Work instructions:
Transcribe word for word the lines spanning the line with "Each instance receives one keypoint. Mark the orange highlighter" through the end of the records.

Record set:

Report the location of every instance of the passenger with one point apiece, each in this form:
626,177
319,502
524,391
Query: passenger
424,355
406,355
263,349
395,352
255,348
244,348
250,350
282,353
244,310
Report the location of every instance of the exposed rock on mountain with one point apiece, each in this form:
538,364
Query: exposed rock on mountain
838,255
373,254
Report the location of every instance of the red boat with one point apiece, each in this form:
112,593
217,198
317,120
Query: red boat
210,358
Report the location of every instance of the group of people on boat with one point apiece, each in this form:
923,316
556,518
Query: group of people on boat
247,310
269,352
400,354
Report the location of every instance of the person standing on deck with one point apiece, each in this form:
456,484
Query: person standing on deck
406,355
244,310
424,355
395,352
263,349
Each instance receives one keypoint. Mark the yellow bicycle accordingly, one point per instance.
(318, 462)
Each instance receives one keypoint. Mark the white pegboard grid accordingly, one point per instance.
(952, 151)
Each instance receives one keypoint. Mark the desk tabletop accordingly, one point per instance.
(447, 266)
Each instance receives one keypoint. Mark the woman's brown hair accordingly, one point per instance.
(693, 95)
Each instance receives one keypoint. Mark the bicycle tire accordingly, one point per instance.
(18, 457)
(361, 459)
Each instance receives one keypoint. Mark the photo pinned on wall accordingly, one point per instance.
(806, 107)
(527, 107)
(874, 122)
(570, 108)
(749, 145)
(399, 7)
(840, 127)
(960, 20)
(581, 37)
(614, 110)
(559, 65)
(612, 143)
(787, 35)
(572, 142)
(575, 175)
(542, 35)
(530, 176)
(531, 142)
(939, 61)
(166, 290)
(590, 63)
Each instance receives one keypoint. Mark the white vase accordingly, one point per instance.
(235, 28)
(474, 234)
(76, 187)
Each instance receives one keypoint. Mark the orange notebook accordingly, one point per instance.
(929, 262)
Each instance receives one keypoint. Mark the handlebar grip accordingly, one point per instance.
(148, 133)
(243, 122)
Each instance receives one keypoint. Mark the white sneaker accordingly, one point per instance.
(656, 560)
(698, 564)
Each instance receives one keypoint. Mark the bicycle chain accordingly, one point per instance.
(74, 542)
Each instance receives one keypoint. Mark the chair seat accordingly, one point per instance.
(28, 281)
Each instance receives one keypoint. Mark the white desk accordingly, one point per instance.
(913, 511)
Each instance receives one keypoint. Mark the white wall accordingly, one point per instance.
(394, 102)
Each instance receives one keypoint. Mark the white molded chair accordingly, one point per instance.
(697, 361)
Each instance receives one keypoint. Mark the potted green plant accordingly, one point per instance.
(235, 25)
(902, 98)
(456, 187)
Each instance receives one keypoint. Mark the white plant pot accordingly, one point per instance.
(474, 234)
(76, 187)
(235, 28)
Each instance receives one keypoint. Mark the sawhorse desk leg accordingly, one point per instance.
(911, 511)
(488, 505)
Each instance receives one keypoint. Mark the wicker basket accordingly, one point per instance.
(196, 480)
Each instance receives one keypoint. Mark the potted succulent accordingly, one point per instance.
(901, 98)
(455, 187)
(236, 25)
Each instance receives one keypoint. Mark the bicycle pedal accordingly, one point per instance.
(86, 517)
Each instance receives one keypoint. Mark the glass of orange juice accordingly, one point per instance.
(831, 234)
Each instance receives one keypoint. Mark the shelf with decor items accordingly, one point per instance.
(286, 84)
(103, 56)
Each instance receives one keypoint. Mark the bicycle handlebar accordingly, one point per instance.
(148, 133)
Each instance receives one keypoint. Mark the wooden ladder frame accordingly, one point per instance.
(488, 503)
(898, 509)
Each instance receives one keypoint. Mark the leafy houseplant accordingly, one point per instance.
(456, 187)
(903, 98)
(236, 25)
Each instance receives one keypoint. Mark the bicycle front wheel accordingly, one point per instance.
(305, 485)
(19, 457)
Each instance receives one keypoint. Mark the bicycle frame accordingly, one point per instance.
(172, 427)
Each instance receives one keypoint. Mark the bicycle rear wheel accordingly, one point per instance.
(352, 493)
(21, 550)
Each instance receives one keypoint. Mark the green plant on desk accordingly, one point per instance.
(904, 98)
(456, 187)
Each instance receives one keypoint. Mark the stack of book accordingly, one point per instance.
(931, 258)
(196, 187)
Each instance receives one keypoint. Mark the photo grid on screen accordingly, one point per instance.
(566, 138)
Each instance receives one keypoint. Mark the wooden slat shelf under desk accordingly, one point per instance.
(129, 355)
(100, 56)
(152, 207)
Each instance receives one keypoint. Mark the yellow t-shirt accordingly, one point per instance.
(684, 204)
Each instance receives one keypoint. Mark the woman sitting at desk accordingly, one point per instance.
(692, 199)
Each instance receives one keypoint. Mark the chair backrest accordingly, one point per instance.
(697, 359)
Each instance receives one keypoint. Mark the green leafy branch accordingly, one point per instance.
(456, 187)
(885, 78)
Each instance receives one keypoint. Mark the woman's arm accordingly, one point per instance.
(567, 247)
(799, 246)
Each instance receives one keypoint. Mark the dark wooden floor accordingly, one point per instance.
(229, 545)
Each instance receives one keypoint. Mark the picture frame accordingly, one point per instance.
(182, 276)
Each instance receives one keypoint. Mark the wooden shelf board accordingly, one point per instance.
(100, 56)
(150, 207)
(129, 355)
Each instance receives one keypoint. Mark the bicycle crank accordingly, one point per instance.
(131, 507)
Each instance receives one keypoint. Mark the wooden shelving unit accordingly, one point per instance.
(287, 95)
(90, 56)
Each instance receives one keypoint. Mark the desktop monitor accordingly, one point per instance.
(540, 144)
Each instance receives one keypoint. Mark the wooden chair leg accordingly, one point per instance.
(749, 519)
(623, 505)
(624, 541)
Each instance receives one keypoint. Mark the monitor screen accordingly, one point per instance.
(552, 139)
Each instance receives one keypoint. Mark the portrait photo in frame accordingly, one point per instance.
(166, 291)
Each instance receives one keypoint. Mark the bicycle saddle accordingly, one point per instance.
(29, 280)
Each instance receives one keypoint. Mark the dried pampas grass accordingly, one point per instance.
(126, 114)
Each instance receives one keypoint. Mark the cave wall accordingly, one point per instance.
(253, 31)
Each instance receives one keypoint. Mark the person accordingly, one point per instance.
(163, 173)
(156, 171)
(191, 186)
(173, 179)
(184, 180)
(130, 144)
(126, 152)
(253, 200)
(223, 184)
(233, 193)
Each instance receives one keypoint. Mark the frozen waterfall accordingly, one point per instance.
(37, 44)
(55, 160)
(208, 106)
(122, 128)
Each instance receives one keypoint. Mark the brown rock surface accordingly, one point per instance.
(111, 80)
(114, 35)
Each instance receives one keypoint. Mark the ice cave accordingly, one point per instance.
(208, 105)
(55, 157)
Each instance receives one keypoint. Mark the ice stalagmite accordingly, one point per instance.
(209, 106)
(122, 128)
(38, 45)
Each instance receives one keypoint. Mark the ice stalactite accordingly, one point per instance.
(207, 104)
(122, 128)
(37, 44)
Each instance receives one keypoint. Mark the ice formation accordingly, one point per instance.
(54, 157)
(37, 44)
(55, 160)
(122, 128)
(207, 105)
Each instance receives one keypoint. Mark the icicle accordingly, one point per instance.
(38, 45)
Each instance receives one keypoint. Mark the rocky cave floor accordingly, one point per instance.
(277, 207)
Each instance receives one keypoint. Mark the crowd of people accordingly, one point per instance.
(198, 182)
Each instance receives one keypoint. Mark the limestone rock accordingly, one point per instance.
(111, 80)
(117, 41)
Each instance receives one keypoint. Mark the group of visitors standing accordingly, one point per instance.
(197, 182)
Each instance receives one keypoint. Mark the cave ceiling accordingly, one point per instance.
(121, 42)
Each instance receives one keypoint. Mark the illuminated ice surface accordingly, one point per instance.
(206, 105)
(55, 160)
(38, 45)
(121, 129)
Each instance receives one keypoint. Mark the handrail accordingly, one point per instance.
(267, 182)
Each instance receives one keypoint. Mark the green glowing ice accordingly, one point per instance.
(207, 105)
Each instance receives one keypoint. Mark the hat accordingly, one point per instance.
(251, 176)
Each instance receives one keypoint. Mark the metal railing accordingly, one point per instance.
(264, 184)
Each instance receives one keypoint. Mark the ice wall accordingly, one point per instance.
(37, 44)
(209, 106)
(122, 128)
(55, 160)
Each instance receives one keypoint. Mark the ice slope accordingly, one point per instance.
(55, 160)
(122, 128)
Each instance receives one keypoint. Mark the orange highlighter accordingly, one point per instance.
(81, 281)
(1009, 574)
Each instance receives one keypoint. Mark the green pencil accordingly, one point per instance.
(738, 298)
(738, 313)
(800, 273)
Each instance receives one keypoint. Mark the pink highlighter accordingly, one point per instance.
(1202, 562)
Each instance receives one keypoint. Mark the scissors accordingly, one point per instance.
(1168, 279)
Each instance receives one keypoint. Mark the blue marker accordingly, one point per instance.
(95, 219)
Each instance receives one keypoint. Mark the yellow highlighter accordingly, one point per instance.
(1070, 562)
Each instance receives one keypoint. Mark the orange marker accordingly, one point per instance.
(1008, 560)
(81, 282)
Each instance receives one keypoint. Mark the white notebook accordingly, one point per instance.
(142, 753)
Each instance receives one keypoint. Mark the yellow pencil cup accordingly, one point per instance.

Exercise output:
Each instance receives one keypoint. Mark the orange highlighter accordingly, one point per instance.
(81, 281)
(1009, 574)
Each instance receives one keypoint. Mark the green pencil accordingly, one point per instance.
(738, 298)
(738, 313)
(800, 273)
Each instance receives one keypoint. Mark the pink highlighter accordingly, one point per instance.
(1202, 562)
Each instance receives one keypoint. Mark the scissors accordingly, one point per instance.
(1168, 279)
Each instance receives one keypoint. Mark the blue marker accordingly, one point per instance.
(95, 219)
Each instance receives one keypoint. Mark the yellow highlighter accordingly, one point per instance.
(1070, 562)
Each instance receives one keypoint. Mark the orange marker accordingly, one point per instance.
(1008, 560)
(81, 282)
Each instance receives one keypoint. Mark the white notebook accordingly, one point per instance.
(142, 753)
Each instance receives one keypoint. Mark the yellow pencil cup accordingly, one point per instance.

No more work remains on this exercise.